WHAT TO WORK ON:
a) In the OR-OSHA passage, which test does the employer ask the court to adopt?
b) List every argument the employer makes in the OR-OSHA passage.
c) Carry on the OR-OSHA passage from its final sentence, in the same legal register.

Additionally, OR-OSHA argues that the Court of Appeals incorrectly relied on non-binding
federal case law interpreting the federal Occupational Safety and Health Act (OSHA) because 29
USC § 651 et seq. includes no regulation analogous to OAR 437-01-760(3)(c).
Employer responds that this court should adopt the "reasonable foreseeability" test
used in some federal courts to measure employer "knowledge" under the federal OSHA.(6)
Applying that test, employer argues that it reasonably could not have foreseen its supervisor's
alleged violations and, therefore, it did not have actual or constructive "knowledge" of the
alleged violations. Employer also argues that OR-OSHA's interpretation of the rule is
counterproductive, in that it does not tend to promote workplace safety.

RECORDS SUPPLIED:

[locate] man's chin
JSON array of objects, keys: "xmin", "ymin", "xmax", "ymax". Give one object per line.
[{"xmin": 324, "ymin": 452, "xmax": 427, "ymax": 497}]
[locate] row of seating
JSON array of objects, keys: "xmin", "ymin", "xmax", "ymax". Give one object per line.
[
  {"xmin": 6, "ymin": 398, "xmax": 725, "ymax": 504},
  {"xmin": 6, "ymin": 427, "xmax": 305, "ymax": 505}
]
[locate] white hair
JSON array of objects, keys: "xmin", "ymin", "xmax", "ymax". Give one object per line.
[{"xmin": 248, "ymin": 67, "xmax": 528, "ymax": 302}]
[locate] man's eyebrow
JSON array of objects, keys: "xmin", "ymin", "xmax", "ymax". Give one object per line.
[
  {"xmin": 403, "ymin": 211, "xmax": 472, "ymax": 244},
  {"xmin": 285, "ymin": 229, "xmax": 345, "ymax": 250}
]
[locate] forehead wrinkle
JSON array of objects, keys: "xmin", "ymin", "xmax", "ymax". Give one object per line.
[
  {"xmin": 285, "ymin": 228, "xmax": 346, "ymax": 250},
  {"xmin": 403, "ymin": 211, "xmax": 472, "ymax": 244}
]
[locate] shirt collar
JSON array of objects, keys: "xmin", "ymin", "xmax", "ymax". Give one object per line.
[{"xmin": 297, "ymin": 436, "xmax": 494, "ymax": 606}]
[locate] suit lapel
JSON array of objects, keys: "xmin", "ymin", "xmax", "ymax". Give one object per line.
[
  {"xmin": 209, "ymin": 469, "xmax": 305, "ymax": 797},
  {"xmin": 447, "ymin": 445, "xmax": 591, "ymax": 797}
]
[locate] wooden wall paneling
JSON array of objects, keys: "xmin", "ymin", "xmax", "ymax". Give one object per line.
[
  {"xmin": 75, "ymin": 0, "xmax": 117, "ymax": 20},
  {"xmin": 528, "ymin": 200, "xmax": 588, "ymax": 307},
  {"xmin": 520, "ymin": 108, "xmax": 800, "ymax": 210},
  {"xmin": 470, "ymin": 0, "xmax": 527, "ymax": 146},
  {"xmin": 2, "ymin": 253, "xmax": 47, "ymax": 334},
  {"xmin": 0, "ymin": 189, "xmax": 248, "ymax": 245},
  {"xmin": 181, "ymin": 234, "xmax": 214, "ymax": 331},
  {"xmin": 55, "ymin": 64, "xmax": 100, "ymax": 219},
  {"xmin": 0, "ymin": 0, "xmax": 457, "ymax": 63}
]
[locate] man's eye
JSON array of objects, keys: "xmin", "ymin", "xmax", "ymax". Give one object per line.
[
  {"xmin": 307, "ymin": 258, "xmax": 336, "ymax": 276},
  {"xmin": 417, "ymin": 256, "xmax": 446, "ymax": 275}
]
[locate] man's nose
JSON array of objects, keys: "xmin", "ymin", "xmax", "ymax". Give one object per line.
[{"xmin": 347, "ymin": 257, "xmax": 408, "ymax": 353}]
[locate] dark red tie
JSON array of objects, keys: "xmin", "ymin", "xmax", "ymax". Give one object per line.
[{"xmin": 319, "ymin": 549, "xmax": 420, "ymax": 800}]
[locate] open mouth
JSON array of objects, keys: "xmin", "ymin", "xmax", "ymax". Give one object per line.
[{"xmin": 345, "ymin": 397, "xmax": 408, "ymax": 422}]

ANSWERS FOR THE TASKS:
a) The "reasonable foreseeability" test, which some federal courts use to measure employer "knowledge" under the federal OSHA.

b)
- The court should adopt the "reasonable foreseeability" test that some federal courts use to measure employer "knowledge" under the federal OSHA.
- Under that test, the employer could not reasonably have foreseen its supervisor's alleged violations, so it had neither actual nor constructive "knowledge" of them.
- OR-OSHA's interpretation of the rule is counterproductive because it does not tend to promote workplace safety.

c)
This case requires the court to interpret OAR 437-01-760(3)(c). In determining
the meaning of an administrative rule, this court's role is the same as its role in determining the
meaning of a statute, viz., to determine the meaning of the words used, giving effect to the intent
of the enacting body, here, the Director. Abu-Adas v. Employment Dept., 325 Or 480, 485, 940
P2d 1219 (1997); see also PGE v. Bureau of Labor and Industries, 317 Or 606, 610-11, 859 P2d
1143 (1993) (court's task in determining legislative intent first is to examine text of statute,
including context in which statute is found and, if intent is clear, to proceed no further with
analysis).(7)
The legislature delegated broad rule making authority to the Director of the
Department of Business and Consumer Services (Director) to enforce the OSEA. ORS 654.003;
654.025; 654.035. Under that grant of authority, the Director promulgated OAR 437-01-760(3)(c), which sets out the circumstances under which the state will hold employers
responsible for the acts of their supervisors.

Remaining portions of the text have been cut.